EXERCISE TEXT:
--------

A field of unwanted Trabants. 
Marx describes this in Capital. It is the concept of socially necessary labour. In other words, labour is only socially necessary, only creates value if it is expended on production that is demanded, that finds a buyer in the market. If it doesn't then the labour expended was not socially necessary, it created no new value. In fact, compensating those that make such mistakes is the worst thing that can happen, because it means that the mistake is not recognised, and can, therefore, continue rather than being corrected. It means that Capital continues to be wasted. A similar thing happened with the economies of the USSR and Eastern Europe under Stalinism. These economies produced vast amounts of products that were of little or no value, even though they consumed large amounts of labour in their production. They had little value, because the labour they consumed was not socially necessary labour. That was for several reasons. Firstly, large amounts of goods were produced that nobody wanted, but which were required to meet the bureaucratic planning targets. Secondly, even where products were produced that were demanded they were of the wrong type, for example, jeans that nobody wanted compared to a pair of Levis. Thirdly, the quality of the goods produced was shoddy, so that nobody would pay the price.

That situation could continue, because the bureaucrats who controlled this production had nothing to lose from producing poor quality goods that no one wanted. Even if their output could not be sold, they would continue to be paid, and their enterprises would continue to be paid by the State. The same thing occurs with State Capitalism. Businesses that go bust, are sometimes nationalised, and so the fact that those businesses went bust because they were producing things no one or not enough people wanted, is ignored, the businesses are compensated by other workers via their tax contributions, and thereby the waste of resources is allowed to persist. The same applies with the way that poor quality of provision continues with the NHS.  That is also what happened with the Banks.

As with the example above, the Banks were allowed to gamble for years. When those gambles paid off, the rewards went to the Banks bosses, and some of the highly skilled traders who produced the profits and capital gains, as well as to the banks' shareholders. When the banks gambles failed, instead of the bank bosses, the traders and the shareholders suffering the consequences, they were bailed out by the State! In fact, as I said at the time of Northern Rock, and as I've said at the time of the Irish Bank collapses, the banks should have been allowed to go bust, and the shareholders in those banks should have lost all their money.

--------

RECORDED INFORMATION:
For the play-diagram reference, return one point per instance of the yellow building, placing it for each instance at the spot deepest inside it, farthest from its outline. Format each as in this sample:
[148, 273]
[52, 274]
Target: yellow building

--------

ACTION ITEM: Pick up the text on socially necessary labour and the bank bailouts after its final sentence and carry it forward.

WRITTEN ANSWER:
The deposits of all the savers who put their money in those Banks in the not unreasonable belief that they were taking no risk with their money, should have been protected, and having become worthless, the workers of those banks should have taken them over, along with all their assets in the form of mortgages and loans, and run them as co-operatives. It is unlikely that any such gambling would have been undertaken again in the near future, and the shareholders of other banks would have an incentive to keep control of the bureaucrats running them. Had that collapsed the share prices of other companies with shareholdings in those banks, then as I pointed out in relation to a default by Greece, that need not have a negative consequence for workers. If share prices fall that in no way affects the productiveness of the machines and other capital equipment of the firms whose share price has fallen. Consequently, it implies no real diminution in the capacity to create real wealth. Moreover, the profits created will then represent a higher proportion of this now devalued paper capital.

It means that workers contributions into their Pension Schemes can buy more of these shares, giving them a bigger stake, and thereby also a bigger pension. Pensions are paid out of the revenues of invested funds, not from Capital Gains.

But, by the same token there is no reason to bail out builders, or money capitalists who advance capital to those builders, who gamble by building houses in flood plains or other high risk areas. Of course, we are invited to see things not as bailing out these capitalists, but of the poor home buyers who bought the houses. But, those buyers only bought, because they too have been conditioned to believe that they can take decisions without regard for their consequence. I see no reason why someone who knowingly buys a house in a flood plain should be subsidised by the rest of us, who wisely chose not to, any more than we should compensate the person who loses their money on the lottery or some other form of gambling.

I'm happy that a gambling addict should be entitled to treatment for their condition. I'm happy that someone who loses their house due to flooding should be rehoused in a Council house, but I see no reason why they should be compensated in any other way out of public funds.

Even less do I see a reason why the insurance companies should also be subsidised out of public funds, in order to provide cheaper insurance for houses built in the flood plain. If buyers did not buy, and insurers did not insure houses in the flood plain, builders would soon stop building there, when they went bust, because they couldn't sell their houses. Then, society could also divert the billions of pounds spent on unnecessarily preventing flooding, into areas where it is really needed in the NHS, etc. Of course, if people wanted to buy houses in the flood plain, and pay the cost of repairing flood damage, or the higher cost of insurance premiums, out of their own pocket, that would be up to them.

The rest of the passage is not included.